EXCERPTED TEXT:
====

Single by the Bluetones

from the album Expecting to Fly
- B-side: "The Fountainhead"
- Released: February 1995
- Studio: Ridge Farm (Surrey, England)
- Genre: Britpop; jangle pop;
- Length: 3:14
- Label: Superior Quality
- Songwriters: Mark Morriss; Adam Devlin; Scott Morriss; Eds Chesters;

The Bluetones singles chronology
|  | "Slight Return" (1995) | "Are You Blue or Are You Blind?" (1995) |

= Slight Return =

1996 single by the Bluetones

"Slight Return" is a song by the English indie rock band the Bluetones, released as their first single in February 1995, on 7-inch blue vinyl, available for their early fans through mail order and at their tour with Supergrass. Its B-side was "The Fountainhead", which was later listed on their debut album Expecting to Fly (1996). Limited to 2000 copies, the single was named after the subtitle for Jimi Hendrix's "Voodoo Child (Slight Return)" as a working title until Bluetones frontman, Mark Morriss struggled to find another name for it.

"Slight Return" was then reissued on 22 January 1996 as the second single from Expecting to Fly. It peaked at number two on the UK Singles Chart and is the band's highest-placing single. There is a hidden lyric at the 1:47 mark of the song where Morriss says, "Make it funky now!", telling BBC Radio 1's Evening Session that he did not think anyone would notice it. Occasionally, he sings the lyric live.

==Background and recording==
After the band left a previous local Hounslow group they were in called the Bottlegarden, they reformed as the Bluetones in 1993, working as a three-piece temporarily without a drummer before meeting Eds Chesters. "Slight Return" was the fourth or fifth song they wrote in this time, while they were around 21. Their bassist, Scott Morriss wrote its chord progressions and structure without words or a melody. Their guitarist, Adam Devllin worked around the guitar parts, adding a solo and Mark Morriss came up with the vocals. Together, they worked on the instrumental at the end which originally sampled Tom Courtenay in the 1963 comedy drama film Billy Liar.

At first, it worked well at early shows, leading them to release the 7-inch, which was a demo recording. This version of the track was featured on the band's 2007 compilation album, The Early Garage Years. After the band's reformation in April 2015 after their initial 2011 split, they reissued the single for a second time on Acid Jazz Records as part of their Jukebox Tour. Its reissue featured the demo track along with the demo for their 1995 single "Bluetonic", which originally appeared on Fierce Panda Records' 1994 EP compilation, Return To Splendour.

====

PROVIDED MATERIAL:
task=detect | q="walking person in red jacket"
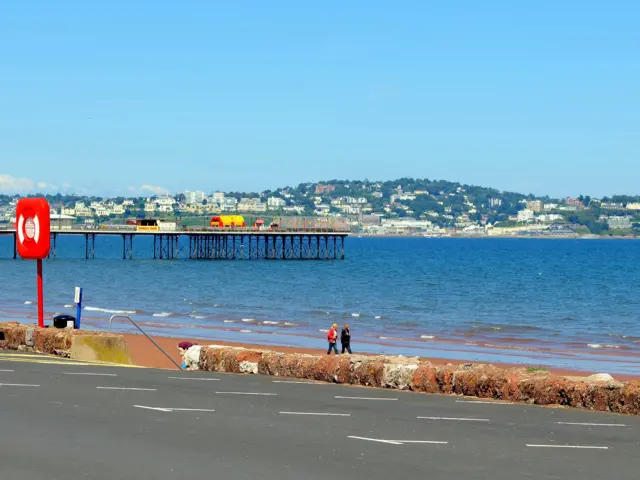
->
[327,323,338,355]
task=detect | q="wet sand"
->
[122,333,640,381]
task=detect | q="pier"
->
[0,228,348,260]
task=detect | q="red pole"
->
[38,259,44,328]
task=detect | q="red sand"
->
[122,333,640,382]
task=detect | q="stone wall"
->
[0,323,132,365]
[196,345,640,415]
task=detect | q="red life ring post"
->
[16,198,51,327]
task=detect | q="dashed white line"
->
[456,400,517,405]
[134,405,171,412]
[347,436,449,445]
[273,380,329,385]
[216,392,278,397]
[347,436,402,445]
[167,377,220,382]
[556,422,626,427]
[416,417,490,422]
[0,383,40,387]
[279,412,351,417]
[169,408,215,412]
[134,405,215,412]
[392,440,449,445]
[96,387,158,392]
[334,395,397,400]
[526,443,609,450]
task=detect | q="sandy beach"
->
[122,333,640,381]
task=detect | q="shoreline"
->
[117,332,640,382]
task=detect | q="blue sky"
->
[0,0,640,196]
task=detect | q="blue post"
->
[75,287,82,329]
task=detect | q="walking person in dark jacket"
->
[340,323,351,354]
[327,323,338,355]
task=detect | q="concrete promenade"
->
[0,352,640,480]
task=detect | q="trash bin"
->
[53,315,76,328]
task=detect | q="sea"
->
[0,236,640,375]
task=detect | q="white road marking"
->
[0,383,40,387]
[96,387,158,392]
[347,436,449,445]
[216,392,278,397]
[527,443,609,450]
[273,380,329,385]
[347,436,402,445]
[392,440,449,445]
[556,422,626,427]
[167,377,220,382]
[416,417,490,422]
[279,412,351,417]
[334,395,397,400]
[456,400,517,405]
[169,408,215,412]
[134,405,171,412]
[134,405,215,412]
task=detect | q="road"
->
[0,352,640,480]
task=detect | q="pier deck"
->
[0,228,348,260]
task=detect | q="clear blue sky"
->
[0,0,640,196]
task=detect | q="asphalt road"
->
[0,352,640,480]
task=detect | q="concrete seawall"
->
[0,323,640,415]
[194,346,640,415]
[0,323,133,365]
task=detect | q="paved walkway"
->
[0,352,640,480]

====

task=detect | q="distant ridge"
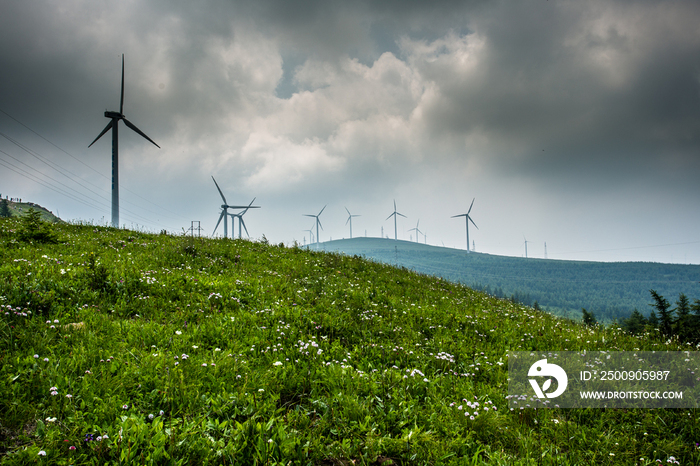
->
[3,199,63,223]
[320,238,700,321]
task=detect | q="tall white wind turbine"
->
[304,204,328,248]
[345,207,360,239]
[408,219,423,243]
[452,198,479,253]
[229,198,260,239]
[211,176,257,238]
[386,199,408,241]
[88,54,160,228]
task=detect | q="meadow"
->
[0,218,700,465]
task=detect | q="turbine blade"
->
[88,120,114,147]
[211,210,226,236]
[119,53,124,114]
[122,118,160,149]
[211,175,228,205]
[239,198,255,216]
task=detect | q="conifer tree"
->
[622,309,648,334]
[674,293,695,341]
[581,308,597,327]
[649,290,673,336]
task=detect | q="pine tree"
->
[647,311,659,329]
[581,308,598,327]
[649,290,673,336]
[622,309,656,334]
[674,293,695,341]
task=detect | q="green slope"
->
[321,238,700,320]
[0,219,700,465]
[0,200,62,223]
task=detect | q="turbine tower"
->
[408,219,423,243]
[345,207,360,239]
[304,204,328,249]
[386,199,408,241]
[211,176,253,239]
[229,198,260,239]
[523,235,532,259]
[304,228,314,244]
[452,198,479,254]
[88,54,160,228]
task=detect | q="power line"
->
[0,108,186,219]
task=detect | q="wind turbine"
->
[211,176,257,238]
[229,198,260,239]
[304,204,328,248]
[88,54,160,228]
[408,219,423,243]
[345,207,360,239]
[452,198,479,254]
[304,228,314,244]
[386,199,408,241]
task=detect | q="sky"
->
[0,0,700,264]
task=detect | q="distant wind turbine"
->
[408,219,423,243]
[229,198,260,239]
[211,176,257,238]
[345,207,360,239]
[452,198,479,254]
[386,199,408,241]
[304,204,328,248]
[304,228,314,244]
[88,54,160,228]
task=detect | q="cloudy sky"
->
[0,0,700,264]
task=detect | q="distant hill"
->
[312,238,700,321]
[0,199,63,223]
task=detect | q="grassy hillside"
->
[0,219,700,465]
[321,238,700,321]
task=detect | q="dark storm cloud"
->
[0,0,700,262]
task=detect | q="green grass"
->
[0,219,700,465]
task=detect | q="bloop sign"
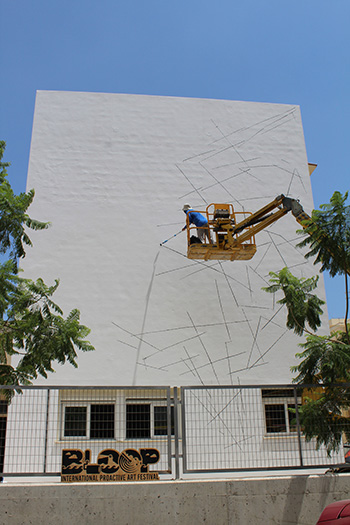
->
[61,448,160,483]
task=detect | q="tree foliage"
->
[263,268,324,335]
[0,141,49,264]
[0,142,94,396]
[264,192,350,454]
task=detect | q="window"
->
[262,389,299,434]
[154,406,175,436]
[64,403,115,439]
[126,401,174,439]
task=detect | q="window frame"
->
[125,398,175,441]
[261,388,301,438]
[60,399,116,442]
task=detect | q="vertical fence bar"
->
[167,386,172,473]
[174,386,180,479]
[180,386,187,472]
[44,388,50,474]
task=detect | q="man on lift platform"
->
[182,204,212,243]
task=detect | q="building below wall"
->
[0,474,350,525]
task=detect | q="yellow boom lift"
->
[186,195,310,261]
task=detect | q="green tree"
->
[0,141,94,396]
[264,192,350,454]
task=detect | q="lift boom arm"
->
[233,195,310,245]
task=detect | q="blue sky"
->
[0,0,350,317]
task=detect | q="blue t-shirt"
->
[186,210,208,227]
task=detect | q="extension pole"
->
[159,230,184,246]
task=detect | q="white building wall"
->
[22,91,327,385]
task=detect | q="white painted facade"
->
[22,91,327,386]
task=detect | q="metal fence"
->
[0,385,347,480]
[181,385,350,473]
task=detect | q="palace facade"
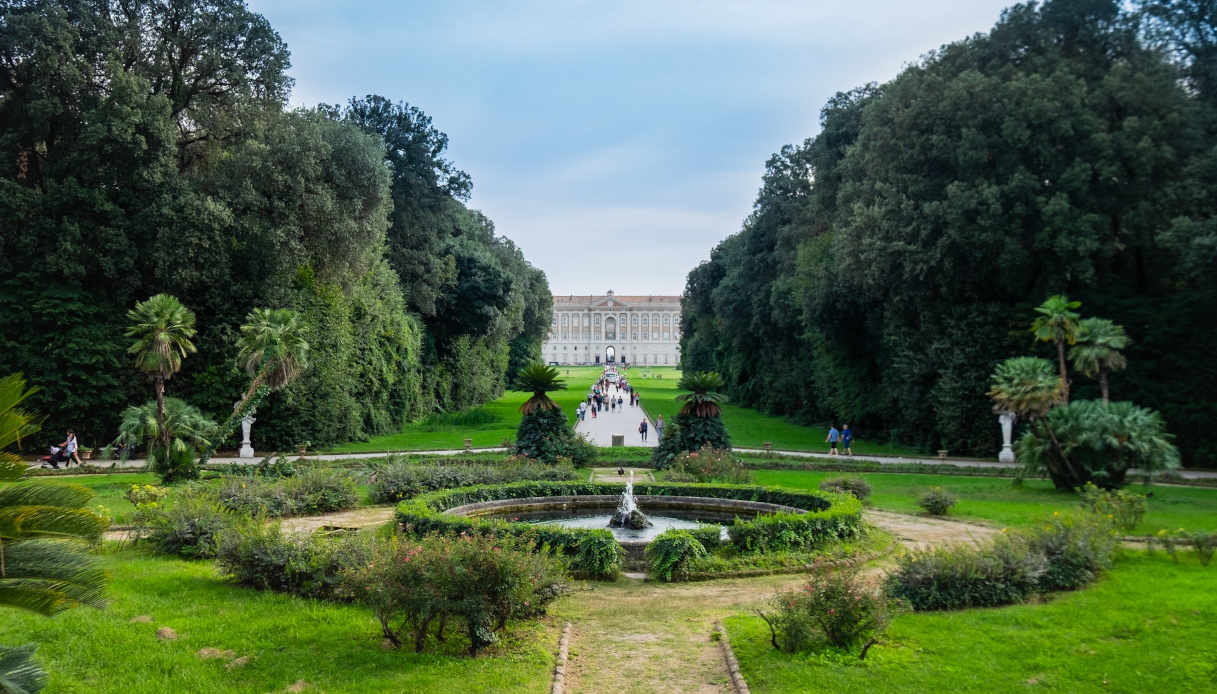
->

====

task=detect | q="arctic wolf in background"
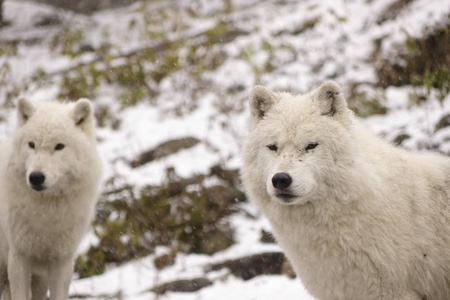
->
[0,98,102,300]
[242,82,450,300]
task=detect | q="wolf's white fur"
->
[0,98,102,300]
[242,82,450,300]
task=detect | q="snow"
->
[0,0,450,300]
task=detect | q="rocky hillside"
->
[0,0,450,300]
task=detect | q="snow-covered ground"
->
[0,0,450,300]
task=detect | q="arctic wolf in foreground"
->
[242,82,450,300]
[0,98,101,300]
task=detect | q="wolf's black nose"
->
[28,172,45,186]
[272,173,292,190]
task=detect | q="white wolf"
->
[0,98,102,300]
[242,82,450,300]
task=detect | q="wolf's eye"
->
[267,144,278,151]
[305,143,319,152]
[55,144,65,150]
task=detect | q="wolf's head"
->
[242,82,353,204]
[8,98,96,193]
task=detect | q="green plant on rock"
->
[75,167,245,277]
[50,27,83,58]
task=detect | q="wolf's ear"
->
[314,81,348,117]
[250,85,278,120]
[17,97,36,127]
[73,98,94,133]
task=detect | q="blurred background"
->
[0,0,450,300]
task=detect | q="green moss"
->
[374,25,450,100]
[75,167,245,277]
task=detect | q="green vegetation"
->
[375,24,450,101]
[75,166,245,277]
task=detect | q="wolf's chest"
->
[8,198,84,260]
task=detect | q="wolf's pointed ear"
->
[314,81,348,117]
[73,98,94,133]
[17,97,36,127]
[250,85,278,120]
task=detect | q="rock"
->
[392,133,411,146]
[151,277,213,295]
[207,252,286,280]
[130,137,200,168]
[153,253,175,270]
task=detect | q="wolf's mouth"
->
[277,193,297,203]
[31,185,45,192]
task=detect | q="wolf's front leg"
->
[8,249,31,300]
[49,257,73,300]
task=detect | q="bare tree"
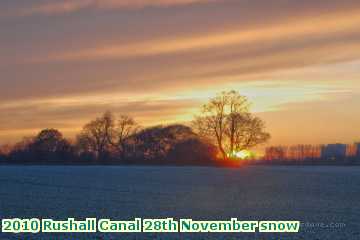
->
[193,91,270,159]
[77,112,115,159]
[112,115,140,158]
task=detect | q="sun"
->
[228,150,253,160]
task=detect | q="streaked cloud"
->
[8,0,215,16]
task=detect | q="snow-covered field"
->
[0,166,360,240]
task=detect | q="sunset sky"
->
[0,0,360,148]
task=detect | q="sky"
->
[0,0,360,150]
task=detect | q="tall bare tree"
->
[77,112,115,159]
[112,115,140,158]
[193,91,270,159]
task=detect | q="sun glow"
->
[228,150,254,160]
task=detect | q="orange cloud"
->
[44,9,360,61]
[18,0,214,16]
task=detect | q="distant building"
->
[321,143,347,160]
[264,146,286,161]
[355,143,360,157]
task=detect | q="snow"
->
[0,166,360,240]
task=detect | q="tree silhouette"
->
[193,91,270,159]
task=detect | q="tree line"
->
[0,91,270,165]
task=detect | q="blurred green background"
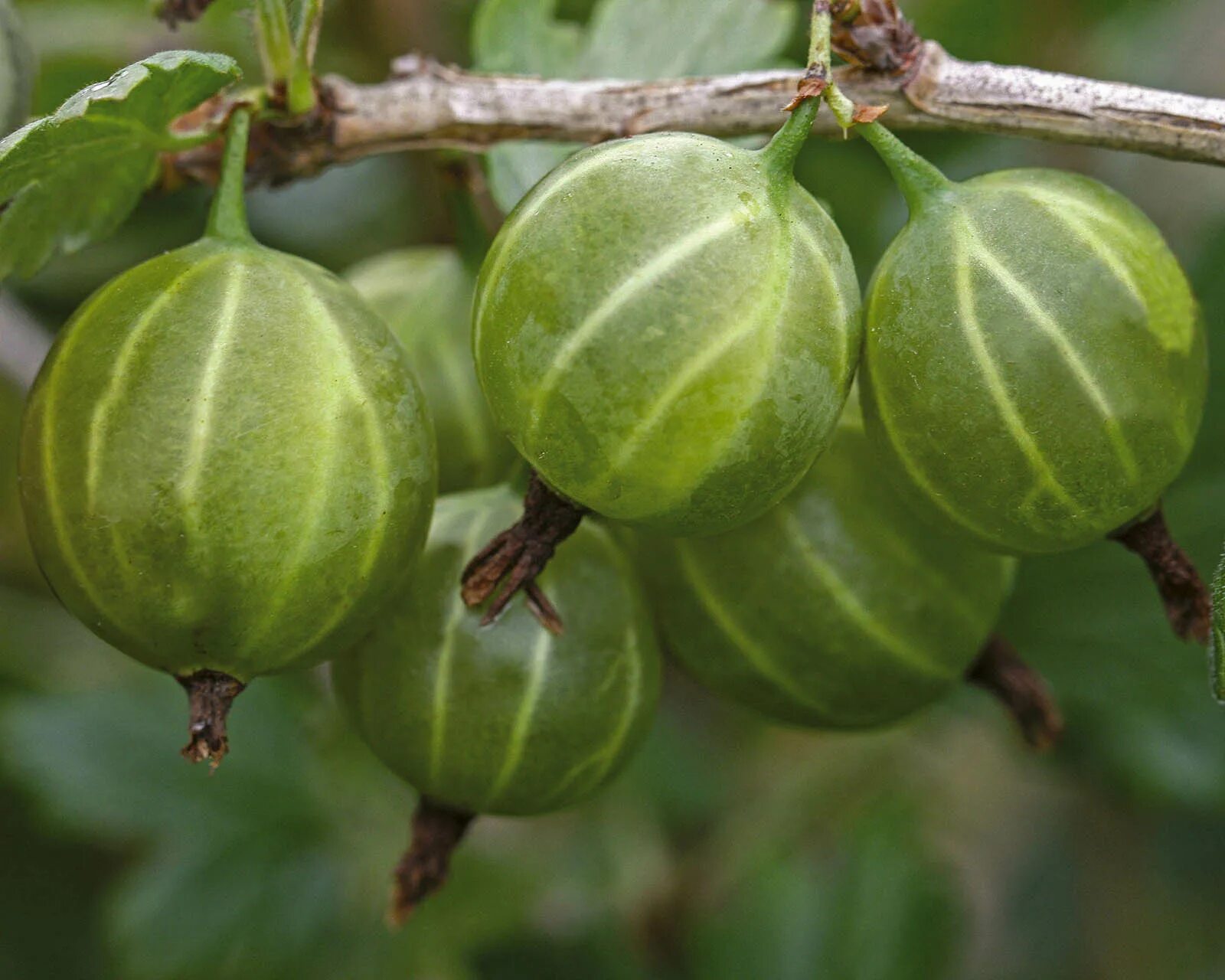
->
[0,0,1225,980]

====

REQUIRED TASK: In the article on "Slight Return", what position did the 1996 reissue reach on the UK Singles Chart?

SOLVED PROBLEM: Number two